### Task item A:
List every forum username that appears in the thread on multisite churches.
### Task item B:
Quote the thread on multisite churches from "## fredtgreco" up to and including "Dr. Trueman created.".

═════ Extract provided

Your own lack of awareness seems quite a shaky foundation on which to found a speculation about a professional historian. A source as accessible as Wikipedia is better informed: "The holding of more than one benefice is termed pluralism."



steadfast7 said:


> The multisite churches that I know of: Mars Hill and Bethlehem Baptist are not "Reformed Churches" and have never claimed to be. If they were, then there is reason to protest their actions. As it stands, they have every right to be 5-point Calvinists and spread their message however they want, don't they? In these multisite campuses, are they not hearing the word rightly preached, and receiving the sacraments? What other definition of church is there?



They're not Reformed, but they may need to give up the claim to be "Reformational" as well. That doesn't mean there's nothing left to criticize. The cult of celebrity is still a major problem; the carelessness with regard to what other churches may already exist in another area is a problem. And no, none of us have a right to do things however we want: whether we like to confess it or not, we are bound to the word of God. And the word of God places "feeding" and "oversight" together, onto the shoulders of the same people, and makes it be specifically of the flock among them, not of the flock in distant places.

And beyond all that, there is also the question for those who are looking for a church to attend, if a multi-site church should be considered when local churches are available.


----------



## fredtgreco

py3ak said:


> sdesocio said:
> 
> 
> 
> The Reformation wasn't about protesting "absenteeism and pluralism". And while I'm not as well read as I should be, I've never seen a reference to the word pluralism being used in the sense it is used above. I wonder if it is a novelty that Dr. Trueman created.
> 
> My point isn't to necessarily defend multisite ministry, but to argue that suggesting that such ministry is by default historically unreformed is not a good argument.
> Arguing from history is at best a secondary reference, the line of thinking from Dr. Trueman seems at best to be tertiary.
> 
> 
> 
> 
> Your own lack of awareness seems quite a shaky foundation on which to found a speculation about a professional historian. A source as accessible as Wikipedia is better informed: "The holding of more than one benefice is termed pluralism."
Click to expand...

One could actually argue that pluralism (the holding of more than one benefice) was *THE* proximate cause of the Reformation. It was Archbishop Albert's desire to add the open bishopric of Mainz to his already two offices that led to the payment of a large bribe to the Pope, who arranged for the funding through the Fuggers, who were paid off by a special dispensation for the selling of indulgences, that were sold by, yes, Tetzel.


----------



## steadfast7

py3ak said:


> They're not Reformed, but they may need to give up the claim to be "Reformational" as well.

══════════
═════ Dataset

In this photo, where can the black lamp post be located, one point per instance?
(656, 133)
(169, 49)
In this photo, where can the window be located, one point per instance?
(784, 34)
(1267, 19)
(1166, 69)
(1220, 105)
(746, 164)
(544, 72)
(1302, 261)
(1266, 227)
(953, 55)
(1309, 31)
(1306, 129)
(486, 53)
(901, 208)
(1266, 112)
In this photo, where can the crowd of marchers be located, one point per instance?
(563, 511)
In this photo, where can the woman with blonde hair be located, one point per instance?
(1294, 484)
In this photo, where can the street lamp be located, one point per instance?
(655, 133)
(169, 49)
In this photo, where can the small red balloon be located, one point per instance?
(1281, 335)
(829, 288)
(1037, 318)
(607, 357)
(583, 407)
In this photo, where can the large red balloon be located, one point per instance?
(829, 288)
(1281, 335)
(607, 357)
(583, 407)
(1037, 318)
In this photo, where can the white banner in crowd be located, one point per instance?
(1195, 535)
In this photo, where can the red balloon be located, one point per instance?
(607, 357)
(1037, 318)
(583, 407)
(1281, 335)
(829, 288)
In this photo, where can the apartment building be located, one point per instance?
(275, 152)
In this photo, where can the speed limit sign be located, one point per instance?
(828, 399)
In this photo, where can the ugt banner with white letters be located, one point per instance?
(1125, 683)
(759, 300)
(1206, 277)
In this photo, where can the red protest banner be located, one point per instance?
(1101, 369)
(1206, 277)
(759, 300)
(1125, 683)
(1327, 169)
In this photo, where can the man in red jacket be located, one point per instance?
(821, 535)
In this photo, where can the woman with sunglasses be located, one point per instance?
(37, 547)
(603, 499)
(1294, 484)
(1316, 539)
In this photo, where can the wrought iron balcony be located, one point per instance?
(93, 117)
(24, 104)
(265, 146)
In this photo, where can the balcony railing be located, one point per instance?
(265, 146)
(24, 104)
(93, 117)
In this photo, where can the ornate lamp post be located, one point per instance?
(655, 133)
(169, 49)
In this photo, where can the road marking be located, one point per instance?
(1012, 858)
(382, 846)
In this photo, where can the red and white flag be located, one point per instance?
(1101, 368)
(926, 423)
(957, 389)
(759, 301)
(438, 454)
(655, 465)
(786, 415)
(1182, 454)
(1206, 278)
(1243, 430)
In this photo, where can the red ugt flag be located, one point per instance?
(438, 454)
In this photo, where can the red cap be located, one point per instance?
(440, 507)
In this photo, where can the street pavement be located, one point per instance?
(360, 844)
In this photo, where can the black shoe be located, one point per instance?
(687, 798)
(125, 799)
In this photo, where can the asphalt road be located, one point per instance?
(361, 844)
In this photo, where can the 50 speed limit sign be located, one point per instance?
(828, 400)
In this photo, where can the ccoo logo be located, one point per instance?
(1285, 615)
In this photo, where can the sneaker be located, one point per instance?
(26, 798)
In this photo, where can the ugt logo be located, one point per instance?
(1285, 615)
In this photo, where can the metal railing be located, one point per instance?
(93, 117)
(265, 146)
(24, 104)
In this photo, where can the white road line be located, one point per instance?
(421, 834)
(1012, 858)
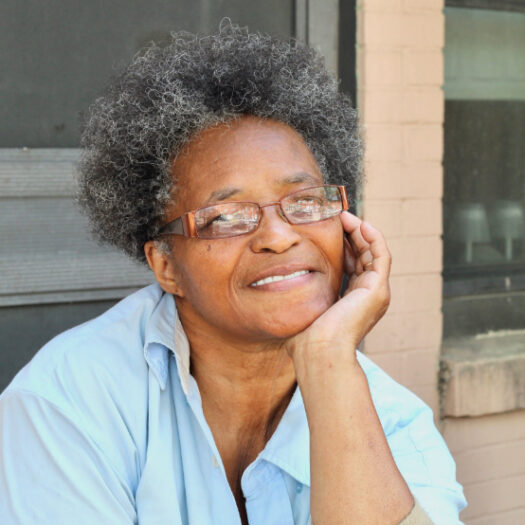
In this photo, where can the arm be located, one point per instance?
(354, 478)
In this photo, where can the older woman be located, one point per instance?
(230, 392)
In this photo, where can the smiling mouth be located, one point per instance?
(276, 278)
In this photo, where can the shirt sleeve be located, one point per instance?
(52, 472)
(420, 452)
(417, 516)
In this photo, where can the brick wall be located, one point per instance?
(400, 97)
(400, 74)
(490, 458)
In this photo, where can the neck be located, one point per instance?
(249, 383)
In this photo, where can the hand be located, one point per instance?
(367, 263)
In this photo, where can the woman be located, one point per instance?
(218, 161)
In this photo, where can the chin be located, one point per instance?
(295, 319)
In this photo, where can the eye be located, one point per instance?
(217, 219)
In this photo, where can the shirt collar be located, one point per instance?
(164, 333)
(289, 446)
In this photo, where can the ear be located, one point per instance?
(163, 266)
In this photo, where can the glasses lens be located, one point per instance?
(226, 220)
(313, 204)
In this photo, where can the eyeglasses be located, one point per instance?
(238, 218)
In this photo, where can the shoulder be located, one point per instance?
(94, 376)
(110, 345)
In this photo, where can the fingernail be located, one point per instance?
(366, 258)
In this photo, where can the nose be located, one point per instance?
(274, 234)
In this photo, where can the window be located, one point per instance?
(484, 166)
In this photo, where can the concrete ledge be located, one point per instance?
(484, 374)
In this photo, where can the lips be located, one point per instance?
(277, 278)
(280, 273)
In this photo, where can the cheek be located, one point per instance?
(205, 270)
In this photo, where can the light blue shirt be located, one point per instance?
(105, 426)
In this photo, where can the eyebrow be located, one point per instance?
(226, 193)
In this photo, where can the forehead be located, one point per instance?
(256, 157)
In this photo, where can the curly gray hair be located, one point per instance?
(167, 95)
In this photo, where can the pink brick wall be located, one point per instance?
(400, 73)
(400, 99)
(490, 458)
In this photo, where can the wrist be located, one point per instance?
(319, 364)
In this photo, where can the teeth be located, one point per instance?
(275, 278)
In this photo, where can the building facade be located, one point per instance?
(440, 90)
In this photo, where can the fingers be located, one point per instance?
(368, 245)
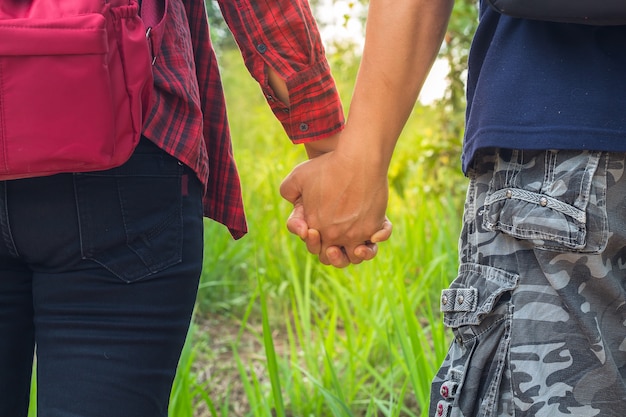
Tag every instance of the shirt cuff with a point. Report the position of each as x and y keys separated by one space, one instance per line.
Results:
x=315 y=109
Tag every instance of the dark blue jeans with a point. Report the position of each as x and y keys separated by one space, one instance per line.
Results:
x=99 y=272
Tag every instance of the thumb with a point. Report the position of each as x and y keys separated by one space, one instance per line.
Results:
x=290 y=188
x=296 y=223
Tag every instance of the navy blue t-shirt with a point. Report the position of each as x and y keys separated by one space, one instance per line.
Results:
x=542 y=85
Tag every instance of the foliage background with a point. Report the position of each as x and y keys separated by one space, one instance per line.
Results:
x=293 y=337
x=275 y=333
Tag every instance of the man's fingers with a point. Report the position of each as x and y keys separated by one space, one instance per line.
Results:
x=296 y=223
x=384 y=233
x=336 y=257
x=366 y=252
x=313 y=241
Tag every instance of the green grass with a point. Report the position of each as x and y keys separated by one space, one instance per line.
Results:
x=361 y=341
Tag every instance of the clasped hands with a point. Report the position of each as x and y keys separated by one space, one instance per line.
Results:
x=339 y=207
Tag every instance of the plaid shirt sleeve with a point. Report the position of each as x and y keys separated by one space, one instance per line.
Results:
x=283 y=35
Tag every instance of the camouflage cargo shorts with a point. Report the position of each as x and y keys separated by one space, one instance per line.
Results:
x=538 y=308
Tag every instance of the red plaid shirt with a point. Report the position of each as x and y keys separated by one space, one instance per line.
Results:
x=189 y=120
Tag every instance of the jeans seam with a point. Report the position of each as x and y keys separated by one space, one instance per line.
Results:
x=7 y=236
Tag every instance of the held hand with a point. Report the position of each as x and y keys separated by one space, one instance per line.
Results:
x=344 y=202
x=335 y=255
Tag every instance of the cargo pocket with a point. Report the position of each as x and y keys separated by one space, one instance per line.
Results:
x=555 y=199
x=478 y=308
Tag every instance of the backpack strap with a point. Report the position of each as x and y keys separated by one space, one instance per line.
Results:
x=153 y=14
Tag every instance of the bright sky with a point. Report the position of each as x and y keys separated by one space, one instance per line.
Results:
x=331 y=15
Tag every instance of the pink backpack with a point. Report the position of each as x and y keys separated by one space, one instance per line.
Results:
x=75 y=83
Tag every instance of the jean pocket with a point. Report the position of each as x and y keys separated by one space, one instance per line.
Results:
x=131 y=217
x=555 y=199
x=478 y=308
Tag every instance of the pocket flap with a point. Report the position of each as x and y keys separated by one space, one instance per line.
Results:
x=475 y=293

══════════

### Exercise result A:
steadfast7, fredtgreco, py3ak, sdesocio

### Exercise result B:
## fredtgreco

py3ak said:


> sdesocio said:
> 
> 
> 
> The Reformation wasn't about protesting "absenteeism and pluralism". And while I'm not as well read as I should be, I've never seen a reference to the word pluralism being used in the sense it is used above. I wonder if it is a novelty that Dr. Trueman created.